**Exercise directions:**
Duplicate the rows without any changes, starting at the line that contains "Mark every instance of green stem." and ending at the last of the rows, with both ends included.

(Box-labeled dataset extracts)

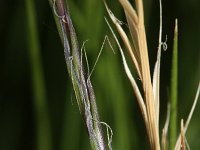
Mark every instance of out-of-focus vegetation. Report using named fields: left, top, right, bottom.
left=0, top=0, right=200, bottom=150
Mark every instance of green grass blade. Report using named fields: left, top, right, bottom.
left=25, top=0, right=52, bottom=150
left=169, top=20, right=178, bottom=150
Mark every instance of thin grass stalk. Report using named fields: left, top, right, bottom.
left=169, top=19, right=178, bottom=150
left=47, top=0, right=107, bottom=150
left=25, top=0, right=52, bottom=150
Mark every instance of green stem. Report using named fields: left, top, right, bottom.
left=25, top=0, right=52, bottom=150
left=169, top=20, right=178, bottom=150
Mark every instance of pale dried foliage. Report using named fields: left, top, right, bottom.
left=105, top=0, right=199, bottom=150
left=106, top=0, right=161, bottom=150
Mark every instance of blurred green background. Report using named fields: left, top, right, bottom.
left=0, top=0, right=200, bottom=150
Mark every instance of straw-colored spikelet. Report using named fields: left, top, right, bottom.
left=105, top=0, right=200, bottom=150
left=106, top=0, right=161, bottom=150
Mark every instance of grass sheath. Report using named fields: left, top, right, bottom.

**Solution to this task:**
Mark every instance of green stem. Report using named fields: left, top, right, bottom.
left=25, top=0, right=52, bottom=150
left=169, top=20, right=178, bottom=150
Mark every instance of pale dried foliage. Report using named fields: left, top, right, bottom.
left=105, top=0, right=199, bottom=150
left=106, top=0, right=161, bottom=150
Mark every instance of blurred green background. Report using named fields: left, top, right, bottom.
left=0, top=0, right=200, bottom=150
Mark every instance of straw-colored spikelet. Report using named fields: left, top, right, bottom.
left=105, top=0, right=200, bottom=150
left=106, top=0, right=161, bottom=150
Mark every instance of grass sheath. Report using named fields: left, top, right, bottom.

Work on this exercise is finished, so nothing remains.